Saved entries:
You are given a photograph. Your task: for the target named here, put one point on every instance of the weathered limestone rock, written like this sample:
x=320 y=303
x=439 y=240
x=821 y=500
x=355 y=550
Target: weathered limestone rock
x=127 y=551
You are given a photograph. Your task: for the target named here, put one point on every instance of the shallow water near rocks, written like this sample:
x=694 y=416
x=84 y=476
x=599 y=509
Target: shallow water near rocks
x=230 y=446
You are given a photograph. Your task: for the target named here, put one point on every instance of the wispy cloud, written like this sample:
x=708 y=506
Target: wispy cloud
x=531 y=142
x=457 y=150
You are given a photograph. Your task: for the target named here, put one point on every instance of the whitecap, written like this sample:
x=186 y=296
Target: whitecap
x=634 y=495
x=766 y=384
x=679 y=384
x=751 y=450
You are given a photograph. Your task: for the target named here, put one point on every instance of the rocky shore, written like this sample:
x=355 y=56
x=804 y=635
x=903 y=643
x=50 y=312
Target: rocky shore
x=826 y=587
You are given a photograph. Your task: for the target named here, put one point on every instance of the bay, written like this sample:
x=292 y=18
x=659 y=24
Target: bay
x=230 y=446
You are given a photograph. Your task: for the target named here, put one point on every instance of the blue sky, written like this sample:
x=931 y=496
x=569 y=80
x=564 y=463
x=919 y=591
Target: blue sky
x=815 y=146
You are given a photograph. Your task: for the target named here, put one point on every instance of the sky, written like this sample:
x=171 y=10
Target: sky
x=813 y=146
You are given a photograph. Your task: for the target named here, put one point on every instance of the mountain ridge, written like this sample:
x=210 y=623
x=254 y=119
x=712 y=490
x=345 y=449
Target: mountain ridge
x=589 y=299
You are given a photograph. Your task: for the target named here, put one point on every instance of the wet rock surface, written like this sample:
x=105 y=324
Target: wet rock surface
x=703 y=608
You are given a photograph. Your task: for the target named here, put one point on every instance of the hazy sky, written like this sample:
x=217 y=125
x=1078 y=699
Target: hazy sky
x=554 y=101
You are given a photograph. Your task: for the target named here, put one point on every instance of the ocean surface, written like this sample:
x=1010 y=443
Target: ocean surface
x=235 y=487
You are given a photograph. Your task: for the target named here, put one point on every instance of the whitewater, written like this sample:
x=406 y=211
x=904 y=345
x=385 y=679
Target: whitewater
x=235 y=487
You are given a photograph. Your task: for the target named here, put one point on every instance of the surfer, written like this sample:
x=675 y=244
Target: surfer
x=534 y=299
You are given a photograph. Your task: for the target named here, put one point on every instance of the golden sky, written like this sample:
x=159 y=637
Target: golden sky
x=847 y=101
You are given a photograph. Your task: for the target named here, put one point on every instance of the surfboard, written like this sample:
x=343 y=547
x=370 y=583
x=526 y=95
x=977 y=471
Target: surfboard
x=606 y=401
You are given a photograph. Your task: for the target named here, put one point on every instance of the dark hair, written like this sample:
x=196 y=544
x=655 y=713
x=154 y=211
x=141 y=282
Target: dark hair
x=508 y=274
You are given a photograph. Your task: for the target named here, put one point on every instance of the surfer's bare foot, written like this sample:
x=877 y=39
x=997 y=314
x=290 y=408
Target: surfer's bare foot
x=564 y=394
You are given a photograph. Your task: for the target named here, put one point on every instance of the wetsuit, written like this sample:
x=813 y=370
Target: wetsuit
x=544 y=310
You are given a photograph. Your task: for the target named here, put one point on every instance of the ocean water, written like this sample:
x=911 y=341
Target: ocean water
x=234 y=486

What this task involves:
Give again only the lines starting at the one that contains "of the surfer's" and running to the end of the data.

Task answer:
You are given a photograph. Your task: for the target named here, put one point on every instance of the surfer's bare foot, written like this sample:
x=877 y=39
x=997 y=314
x=290 y=408
Target: surfer's bare foot
x=564 y=394
You are given a photograph. Your task: for the target named here, put one point on every instance of the wetsuit, written like this sample:
x=813 y=370
Target: wetsuit
x=544 y=310
You are given a photograph. Your task: for the target named here, put one point on every instance of the ocean water, written like this sample:
x=911 y=341
Target: ocean water
x=234 y=486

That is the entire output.